● Excerpt
=== Section Start ===
Thursday, September 12, 2013

Thursday! One more day!!! :)

Charlie and Bobby


Monet
 
I forgot to mention other activities of the past weekend.  Monet was adopted on Saturday to my old neighbor and friend Deanna and her family, where newly named Monet - SEBASTIAN - joins his brother and sister Peanut Butter and Oreo.   Its hard giving up a cat that you've rescued and put money, faith, time and love into, but knowing he is in a good home makes it worth it.  The same with my little Cricket - he is with his new family now, and I couldn't have asked for anything better.
My little buddies, Bobby and Charlie, who were rescued from a situation on Central Park, were brought to a no-kill shelter in Victor, NY, where they are getting love and attention from their temporary family, along with many other little furry friends there.  They will get the time and attention they need, while I could not give that to them with my full-time job - and they will go to the best families, as potential adopters are screened to the max.  I can't wait to hear how my babies have fared since I let them go!  Deanna!  Norma!  Hear my plea!  :)
=== Section End ===
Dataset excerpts
=== Section Start ===
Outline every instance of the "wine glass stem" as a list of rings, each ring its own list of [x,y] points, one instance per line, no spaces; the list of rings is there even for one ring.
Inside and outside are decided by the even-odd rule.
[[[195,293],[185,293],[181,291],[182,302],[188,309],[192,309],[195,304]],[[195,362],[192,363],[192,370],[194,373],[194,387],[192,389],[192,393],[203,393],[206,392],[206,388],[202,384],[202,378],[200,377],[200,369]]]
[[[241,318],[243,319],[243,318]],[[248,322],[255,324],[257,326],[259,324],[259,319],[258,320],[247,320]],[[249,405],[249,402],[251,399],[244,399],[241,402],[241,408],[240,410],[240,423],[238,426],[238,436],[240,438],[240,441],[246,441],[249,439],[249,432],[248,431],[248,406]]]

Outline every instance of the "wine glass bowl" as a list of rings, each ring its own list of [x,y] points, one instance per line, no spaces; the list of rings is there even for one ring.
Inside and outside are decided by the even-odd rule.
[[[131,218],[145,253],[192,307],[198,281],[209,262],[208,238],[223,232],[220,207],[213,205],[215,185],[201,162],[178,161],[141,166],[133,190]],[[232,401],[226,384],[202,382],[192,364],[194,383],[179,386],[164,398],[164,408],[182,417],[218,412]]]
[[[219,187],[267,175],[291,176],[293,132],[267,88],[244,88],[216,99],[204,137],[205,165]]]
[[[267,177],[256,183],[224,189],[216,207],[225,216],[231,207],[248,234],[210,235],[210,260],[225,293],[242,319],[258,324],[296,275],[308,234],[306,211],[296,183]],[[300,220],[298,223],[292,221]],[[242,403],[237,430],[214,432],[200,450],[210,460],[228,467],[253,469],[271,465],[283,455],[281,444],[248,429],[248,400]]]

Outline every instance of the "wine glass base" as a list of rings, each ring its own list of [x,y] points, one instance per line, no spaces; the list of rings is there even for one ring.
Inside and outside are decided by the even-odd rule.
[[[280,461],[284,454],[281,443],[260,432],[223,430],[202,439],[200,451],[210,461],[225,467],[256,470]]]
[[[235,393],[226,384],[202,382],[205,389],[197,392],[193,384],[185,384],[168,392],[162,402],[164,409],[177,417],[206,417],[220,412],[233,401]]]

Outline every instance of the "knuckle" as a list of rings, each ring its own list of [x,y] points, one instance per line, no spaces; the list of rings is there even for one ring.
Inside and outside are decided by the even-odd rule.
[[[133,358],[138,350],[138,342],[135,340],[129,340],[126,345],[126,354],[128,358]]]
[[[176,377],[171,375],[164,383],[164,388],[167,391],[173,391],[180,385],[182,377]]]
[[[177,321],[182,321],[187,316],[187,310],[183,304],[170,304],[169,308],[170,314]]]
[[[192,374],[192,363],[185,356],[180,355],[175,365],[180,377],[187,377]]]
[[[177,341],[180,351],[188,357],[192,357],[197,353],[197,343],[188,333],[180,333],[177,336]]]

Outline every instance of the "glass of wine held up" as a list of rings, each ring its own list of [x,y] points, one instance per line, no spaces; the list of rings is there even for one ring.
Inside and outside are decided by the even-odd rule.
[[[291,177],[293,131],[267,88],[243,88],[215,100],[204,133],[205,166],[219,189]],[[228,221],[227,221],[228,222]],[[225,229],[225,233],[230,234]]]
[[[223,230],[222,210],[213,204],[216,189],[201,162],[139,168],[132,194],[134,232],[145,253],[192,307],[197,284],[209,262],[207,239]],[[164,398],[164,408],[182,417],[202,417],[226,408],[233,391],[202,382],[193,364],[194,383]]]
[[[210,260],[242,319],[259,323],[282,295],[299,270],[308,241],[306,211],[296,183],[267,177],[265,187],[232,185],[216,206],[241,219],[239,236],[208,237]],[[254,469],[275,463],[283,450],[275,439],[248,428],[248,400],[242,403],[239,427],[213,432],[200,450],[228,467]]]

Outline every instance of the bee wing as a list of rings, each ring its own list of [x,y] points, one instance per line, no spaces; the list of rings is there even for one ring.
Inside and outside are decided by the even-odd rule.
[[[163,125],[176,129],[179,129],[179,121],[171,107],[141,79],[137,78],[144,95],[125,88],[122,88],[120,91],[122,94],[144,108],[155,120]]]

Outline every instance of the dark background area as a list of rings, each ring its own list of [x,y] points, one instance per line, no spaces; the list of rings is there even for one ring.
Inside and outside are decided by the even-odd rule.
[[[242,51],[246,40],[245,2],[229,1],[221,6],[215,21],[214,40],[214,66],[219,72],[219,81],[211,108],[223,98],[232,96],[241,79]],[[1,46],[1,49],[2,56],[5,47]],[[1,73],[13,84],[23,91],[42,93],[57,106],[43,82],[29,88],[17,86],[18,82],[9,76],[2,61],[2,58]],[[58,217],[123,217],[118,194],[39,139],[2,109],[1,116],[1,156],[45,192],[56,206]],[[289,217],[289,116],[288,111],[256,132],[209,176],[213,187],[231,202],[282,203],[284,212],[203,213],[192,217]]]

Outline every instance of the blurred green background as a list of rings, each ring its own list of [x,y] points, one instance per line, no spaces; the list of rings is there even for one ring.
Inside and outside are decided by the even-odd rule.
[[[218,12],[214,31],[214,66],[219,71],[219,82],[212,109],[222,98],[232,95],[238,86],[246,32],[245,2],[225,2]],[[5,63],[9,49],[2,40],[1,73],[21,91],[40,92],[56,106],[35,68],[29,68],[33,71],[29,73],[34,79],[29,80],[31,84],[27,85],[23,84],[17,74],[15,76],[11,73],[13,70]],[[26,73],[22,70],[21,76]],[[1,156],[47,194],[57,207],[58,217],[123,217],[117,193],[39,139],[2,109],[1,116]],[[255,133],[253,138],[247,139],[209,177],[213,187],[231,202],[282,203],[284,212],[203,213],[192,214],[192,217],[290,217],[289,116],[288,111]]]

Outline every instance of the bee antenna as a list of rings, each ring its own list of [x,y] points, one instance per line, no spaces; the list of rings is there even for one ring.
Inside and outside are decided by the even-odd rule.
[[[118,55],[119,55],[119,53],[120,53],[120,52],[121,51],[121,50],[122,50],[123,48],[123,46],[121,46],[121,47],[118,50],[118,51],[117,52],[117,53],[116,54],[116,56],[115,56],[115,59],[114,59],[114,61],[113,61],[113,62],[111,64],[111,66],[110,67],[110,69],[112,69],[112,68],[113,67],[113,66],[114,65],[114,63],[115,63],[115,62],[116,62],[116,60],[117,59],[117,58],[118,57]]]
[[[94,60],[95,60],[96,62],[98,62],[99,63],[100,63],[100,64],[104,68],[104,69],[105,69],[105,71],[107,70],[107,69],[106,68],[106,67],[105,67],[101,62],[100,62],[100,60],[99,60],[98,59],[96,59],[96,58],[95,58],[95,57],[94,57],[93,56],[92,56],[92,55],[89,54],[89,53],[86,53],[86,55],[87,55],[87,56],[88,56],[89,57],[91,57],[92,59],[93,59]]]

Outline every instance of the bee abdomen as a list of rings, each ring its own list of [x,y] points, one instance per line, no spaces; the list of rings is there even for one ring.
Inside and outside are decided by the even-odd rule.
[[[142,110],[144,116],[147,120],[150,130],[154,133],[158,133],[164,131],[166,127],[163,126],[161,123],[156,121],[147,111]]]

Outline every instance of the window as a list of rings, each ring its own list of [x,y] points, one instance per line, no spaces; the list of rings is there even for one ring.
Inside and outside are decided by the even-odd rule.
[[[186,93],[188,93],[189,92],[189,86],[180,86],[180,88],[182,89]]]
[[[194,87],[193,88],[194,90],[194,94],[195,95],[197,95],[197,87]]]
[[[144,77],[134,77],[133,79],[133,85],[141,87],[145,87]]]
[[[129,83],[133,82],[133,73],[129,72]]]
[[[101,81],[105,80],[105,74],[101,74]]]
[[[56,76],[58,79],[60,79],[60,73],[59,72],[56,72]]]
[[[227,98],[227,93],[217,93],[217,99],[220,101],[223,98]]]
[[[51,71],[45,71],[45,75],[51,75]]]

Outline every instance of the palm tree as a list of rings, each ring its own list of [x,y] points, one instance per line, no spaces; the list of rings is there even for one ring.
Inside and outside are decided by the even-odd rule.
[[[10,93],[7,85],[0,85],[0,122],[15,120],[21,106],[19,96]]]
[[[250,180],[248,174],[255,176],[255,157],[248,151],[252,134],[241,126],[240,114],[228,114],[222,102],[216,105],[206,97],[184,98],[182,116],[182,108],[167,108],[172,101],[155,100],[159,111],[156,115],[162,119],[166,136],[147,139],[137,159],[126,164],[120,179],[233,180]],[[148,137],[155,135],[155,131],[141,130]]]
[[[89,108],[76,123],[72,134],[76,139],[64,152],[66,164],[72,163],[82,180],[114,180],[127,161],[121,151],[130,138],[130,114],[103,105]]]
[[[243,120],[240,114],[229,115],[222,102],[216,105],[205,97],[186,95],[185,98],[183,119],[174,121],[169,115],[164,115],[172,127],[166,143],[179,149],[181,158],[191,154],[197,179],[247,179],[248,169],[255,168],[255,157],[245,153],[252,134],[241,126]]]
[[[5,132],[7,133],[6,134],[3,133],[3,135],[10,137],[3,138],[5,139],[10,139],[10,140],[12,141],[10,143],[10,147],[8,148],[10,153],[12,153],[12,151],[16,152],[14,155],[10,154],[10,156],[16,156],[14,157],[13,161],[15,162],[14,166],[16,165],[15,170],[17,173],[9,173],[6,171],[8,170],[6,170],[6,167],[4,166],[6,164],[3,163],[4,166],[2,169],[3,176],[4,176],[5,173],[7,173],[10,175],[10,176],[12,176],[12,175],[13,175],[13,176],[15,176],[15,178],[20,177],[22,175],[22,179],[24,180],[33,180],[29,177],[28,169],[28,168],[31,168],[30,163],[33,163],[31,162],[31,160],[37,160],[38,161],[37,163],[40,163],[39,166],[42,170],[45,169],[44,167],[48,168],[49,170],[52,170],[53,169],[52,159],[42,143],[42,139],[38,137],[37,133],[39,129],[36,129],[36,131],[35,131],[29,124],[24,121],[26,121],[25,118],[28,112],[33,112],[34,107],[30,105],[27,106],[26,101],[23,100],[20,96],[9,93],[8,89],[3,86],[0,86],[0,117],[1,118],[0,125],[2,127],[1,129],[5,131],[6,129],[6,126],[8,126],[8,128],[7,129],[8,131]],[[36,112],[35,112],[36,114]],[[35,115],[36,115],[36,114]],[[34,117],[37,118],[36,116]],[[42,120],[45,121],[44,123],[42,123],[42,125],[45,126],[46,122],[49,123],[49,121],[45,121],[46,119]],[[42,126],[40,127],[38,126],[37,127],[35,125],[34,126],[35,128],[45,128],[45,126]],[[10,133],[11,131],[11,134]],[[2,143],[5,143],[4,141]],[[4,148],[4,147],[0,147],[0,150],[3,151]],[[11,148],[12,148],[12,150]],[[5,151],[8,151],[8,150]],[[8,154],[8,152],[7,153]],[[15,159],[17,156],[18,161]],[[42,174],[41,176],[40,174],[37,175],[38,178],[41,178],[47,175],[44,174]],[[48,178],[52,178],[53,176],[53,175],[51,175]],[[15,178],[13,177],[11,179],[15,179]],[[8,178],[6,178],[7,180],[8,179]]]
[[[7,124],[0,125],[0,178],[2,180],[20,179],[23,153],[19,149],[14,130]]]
=== Section End ===
● Problems to solve
(1) In the blog post about the rescued cats, what new name did Monet receive after his adoption?
(2) Continue the blog post about the rescued cats from where it stops.

● Answers by item number
(1) Sebastian

(2)
It was quiet in the hood this morning.  I rained overnight, so the humidity level was sky high, and the temperatures are still in the 70s at 5 am!  My friend Laura has offered to try trapping Nicky - a/k/a Neck Wound Kitty on Parsells again tomorrow morning, so I fed less there this morning.  Garson Avenue kitties continue to have their bowls taken away from them daily, so I keep replacing them, but I wonder who is actually doing it.  No one is living in this house right now, but I think it is being slowly renovated - and whether or not someone is working on it, I think someone is taking pleasure in just driving by and trashing my stuff on a daily basis.  On Ferndale and Webster, my other trouble spot, its been two days in a row that the bowls under a tree haven't been touched.  I will be rescuing a kitty I had spayed there on Sunday morning to bring to a barn situation in Caledonia, along with Precious, another female on Central.   Since the last catastrophe with my poor Angel and another kitty at the stables at Finger Lakes Racetrack this past early spring, with them escaping and never to be seen again, I am hesitant and want to be sure that this method of bringing cats to barns is foolproof.  I've been instructing the man who will care for them on how to set up the cages, etc. and when to let them out.  Prayers for these babies, and Angel and other kitty too.

I wish you all a great day!

Wednesday, September 11, 2013

Hump Day!

Love that Geico commercial with the camel....  :)

Hi Folks!  Please keep in mind, I am having problems with this blogsite, so I am just about a day behind in my posts.  GRRRR.  If anyone can help, I would appreciate it.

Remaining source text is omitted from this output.